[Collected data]

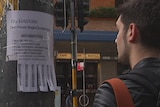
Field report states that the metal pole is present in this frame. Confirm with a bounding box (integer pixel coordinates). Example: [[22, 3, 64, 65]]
[[70, 0, 78, 107], [83, 48, 86, 107], [0, 0, 55, 107], [62, 0, 67, 33]]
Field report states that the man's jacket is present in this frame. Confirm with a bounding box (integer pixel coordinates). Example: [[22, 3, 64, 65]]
[[93, 58, 160, 107]]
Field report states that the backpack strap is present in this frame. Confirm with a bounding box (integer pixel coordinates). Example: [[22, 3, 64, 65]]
[[104, 78, 135, 107]]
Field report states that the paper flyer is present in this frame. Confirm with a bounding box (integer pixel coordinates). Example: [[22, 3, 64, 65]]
[[6, 10, 57, 92]]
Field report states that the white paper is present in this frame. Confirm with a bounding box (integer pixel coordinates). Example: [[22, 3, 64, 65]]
[[30, 64, 38, 92], [17, 64, 23, 91], [7, 10, 57, 92], [38, 64, 48, 91]]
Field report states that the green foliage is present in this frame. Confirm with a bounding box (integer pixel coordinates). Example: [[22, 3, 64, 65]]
[[88, 7, 117, 18]]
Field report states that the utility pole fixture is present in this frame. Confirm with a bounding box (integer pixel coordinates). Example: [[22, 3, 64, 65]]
[[54, 0, 89, 32], [70, 0, 78, 106], [77, 0, 89, 32], [54, 0, 69, 29], [54, 0, 89, 107]]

* About this task
Repeat, exactly and in full, every entry in the data, but not the pictures.

* Exercise result
Field report states that the metal pole is present in this frame. Confirm with a bounding box (integer pixel coordinates). Example: [[22, 3, 64, 65]]
[[70, 0, 78, 107], [83, 48, 86, 107], [0, 0, 55, 107], [62, 0, 67, 33]]
Field report states that the man's jacket is present in this frame. Confirm with a bounding box (integer pixel coordinates). Example: [[22, 3, 64, 65]]
[[93, 58, 160, 107]]
Field report states that the backpack strap is present in this frame. Confirm with a bounding box (integer pixel coordinates). Example: [[22, 3, 64, 65]]
[[104, 78, 135, 107]]
Field report states that the paper flyer is present in this frame. Confirm with a bounding box (integer pixel coordinates). Example: [[22, 3, 64, 65]]
[[6, 10, 57, 92]]
Field report states that the white paper is present in this frame. Confirm with a bounding box (integer pixel coordinates). Example: [[22, 3, 64, 65]]
[[30, 64, 38, 92], [17, 64, 23, 91], [7, 10, 57, 92], [38, 64, 48, 91]]
Field report states that the green foliage is present in this frame. Confirm with a bounding box (integer pixel coordinates). Example: [[22, 3, 64, 65]]
[[88, 7, 117, 18]]
Field report states that the utility pole fixture is present in this frame. Confirm with a bounding box (integer pixel coordinates). Example: [[22, 3, 64, 65]]
[[54, 0, 89, 32], [70, 0, 78, 106], [77, 0, 89, 32], [54, 0, 69, 29], [54, 0, 89, 107]]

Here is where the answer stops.